** EXERCISE SET **
(a) Answer these questions about the text on the Challenger crew:
(i) How many other teachers did McAuliffe beat out to be the first teacher in space?
(ii) According to the text, who was the first woman in space, and in what year?
(iii) How did teachers have their students watch a launch?
(b) Retype the text on the Challenger crew from "Photo credit: 1986, Bruce" to "fly with Challenger.".
(c) Do these statements agree with the text on the Challenger crew? Answer yes or no for each, and quote the words from the text that decide it.
(i) Gregory B. Jarvis beat out 600 other Hughes Airforce Corp employees for the chance to fly with Challenger.
(ii) Challenger was Michael J. Smith's second space flight.
(iii) Ellison S. Onizuka was the first Asian American in space.

** PROVIDED TEXT **

Photo credit: 1986, Bruce Weaver, AP |
The Challenger crew included Mission Specialist Ellison S. Onizuka, (second Shuttle mission) the first Asian American in space. Mission Specialist McNair and two women, New Hampshire high-school teacher Pay Load Specialist Christa McAuliffe and biomedical engineer, Mission Specialist Judith A. Resnik, second woman in space in 1984. (The first woman in space was Sally Ride in 1983.) Commander Francis R. Dick Scobee, Pilot Michael J. Smith, who was an experienced pilot, but Challenger was his first space flight. McAuliffe beat out 11,000 other teachers to be the first teacher in space. Payload Specialist Gregory B. Jarvis beat out 600 other Hughes Airforce Corp employees for the opportunity to fly with Challenger.
A space launch is an event that school teachers take advantage of. It is a huge opportunity to teach science in a real, factual, exciting, fun manner. Teachers would have their students watch the launch on t.v. Because a teacher was on board in 1986- the first teacher to ever take part in a space program, nearly all teachers across the United States were focusing curriculum around the watch and tuned in with their students to watch on that day.

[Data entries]
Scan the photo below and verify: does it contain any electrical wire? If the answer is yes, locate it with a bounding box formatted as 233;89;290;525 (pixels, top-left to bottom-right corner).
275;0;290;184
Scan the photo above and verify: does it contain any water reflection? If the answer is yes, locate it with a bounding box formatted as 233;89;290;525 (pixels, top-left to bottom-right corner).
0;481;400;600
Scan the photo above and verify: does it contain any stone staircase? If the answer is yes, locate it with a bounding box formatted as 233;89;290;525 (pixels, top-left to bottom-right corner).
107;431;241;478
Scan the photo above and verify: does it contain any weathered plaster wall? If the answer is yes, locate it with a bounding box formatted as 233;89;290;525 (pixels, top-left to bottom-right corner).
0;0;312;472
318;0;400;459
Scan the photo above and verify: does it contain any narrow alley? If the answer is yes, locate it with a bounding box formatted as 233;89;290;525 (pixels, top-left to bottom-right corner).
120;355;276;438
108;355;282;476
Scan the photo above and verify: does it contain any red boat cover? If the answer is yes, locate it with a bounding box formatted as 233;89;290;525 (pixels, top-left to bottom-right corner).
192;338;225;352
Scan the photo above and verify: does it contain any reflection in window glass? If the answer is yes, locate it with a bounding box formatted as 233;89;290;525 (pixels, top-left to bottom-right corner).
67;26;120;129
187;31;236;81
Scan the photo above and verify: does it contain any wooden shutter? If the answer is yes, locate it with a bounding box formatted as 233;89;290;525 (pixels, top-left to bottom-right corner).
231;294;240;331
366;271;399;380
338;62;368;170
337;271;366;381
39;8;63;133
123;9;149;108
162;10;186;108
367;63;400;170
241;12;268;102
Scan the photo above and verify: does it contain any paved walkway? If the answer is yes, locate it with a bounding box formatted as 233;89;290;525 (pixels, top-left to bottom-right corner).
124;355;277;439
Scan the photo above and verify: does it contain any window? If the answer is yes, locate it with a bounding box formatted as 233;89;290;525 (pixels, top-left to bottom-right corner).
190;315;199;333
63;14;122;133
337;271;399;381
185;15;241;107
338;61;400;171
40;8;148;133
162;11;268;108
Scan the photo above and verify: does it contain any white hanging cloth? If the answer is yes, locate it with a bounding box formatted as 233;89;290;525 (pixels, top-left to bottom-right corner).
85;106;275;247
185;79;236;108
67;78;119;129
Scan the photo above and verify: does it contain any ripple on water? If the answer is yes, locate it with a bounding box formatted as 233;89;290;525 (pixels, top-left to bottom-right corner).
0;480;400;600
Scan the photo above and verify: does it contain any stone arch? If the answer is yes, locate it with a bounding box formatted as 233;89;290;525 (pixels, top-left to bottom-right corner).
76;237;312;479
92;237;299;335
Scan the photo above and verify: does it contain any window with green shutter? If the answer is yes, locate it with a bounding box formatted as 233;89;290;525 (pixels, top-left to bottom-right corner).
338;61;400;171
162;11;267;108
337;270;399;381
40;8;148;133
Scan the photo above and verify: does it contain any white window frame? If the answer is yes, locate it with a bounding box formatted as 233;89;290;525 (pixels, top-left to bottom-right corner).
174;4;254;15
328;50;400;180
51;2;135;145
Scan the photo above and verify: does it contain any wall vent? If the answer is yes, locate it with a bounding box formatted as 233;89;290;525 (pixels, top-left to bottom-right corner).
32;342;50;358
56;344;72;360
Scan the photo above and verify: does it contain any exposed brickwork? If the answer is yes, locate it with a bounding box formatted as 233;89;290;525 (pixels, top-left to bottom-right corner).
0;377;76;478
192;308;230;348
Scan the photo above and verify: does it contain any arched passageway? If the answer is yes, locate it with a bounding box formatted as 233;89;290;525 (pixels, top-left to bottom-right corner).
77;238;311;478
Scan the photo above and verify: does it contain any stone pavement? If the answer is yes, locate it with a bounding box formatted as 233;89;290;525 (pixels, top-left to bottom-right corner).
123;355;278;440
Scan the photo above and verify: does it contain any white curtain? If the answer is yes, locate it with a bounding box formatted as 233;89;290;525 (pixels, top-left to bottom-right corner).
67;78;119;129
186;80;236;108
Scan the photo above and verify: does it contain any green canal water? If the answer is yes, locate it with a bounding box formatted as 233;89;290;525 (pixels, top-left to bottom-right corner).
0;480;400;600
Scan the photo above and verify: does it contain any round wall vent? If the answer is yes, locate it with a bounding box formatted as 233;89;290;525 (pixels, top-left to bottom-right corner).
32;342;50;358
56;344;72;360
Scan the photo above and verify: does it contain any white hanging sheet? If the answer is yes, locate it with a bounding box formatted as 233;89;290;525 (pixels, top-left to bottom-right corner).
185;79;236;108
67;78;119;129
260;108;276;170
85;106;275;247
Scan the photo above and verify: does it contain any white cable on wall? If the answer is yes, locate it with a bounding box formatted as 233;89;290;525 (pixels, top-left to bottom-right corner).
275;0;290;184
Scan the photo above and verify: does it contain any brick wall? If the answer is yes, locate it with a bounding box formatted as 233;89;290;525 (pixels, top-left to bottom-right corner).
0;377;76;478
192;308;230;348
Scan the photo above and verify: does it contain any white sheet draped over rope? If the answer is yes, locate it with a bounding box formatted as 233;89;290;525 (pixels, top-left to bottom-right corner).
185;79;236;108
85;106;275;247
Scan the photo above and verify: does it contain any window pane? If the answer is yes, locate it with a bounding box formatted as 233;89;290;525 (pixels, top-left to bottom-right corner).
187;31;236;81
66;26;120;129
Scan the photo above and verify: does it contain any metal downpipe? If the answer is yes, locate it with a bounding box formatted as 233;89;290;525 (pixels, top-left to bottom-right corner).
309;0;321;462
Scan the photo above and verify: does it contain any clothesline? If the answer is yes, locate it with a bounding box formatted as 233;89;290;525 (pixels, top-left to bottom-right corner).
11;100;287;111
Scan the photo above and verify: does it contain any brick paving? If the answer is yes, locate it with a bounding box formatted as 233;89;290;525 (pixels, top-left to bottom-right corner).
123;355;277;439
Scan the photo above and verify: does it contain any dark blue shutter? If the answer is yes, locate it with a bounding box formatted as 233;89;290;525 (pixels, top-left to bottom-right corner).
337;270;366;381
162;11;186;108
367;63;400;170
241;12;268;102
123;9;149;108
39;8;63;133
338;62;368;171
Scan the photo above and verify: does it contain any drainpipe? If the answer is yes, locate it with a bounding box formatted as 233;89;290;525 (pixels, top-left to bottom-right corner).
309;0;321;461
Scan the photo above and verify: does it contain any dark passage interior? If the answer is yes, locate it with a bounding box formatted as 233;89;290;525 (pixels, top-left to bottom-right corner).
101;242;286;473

** ANSWERS TO THE EXERCISE **
(a)
(i) 11,000
(ii) Sally Ride, in 1983
(iii) On t.v.

(b)
Photo credit: 1986, Bruce Weaver, AP |
The Challenger crew included Mission Specialist Ellison S. Onizuka, (second Shuttle mission) the first Asian American in space. Mission Specialist McNair and two women, New Hampshire high-school teacher Pay Load Specialist Christa McAuliffe and biomedical engineer, Mission Specialist Judith A. Resnik, second woman in space in 1984. (The first woman in space was Sally Ride in 1983.) Commander Francis R. Dick Scobee, Pilot Michael J. Smith, who was an experienced pilot, but Challenger was his first space flight. McAuliffe beat out 11,000 other teachers to be the first teacher in space. Payload Specialist Gregory B. Jarvis beat out 600 other Hughes Airforce Corp employees for the opportunity to fly with Challenger.

(c)
(i) Yes: "Payload Specialist Gregory B. Jarvis beat out 600 other Hughes Airforce Corp employees for the opportunity to fly with Challenger."
(ii) No: "Challenger was his first space flight."
(iii) Yes: "the first Asian American in space."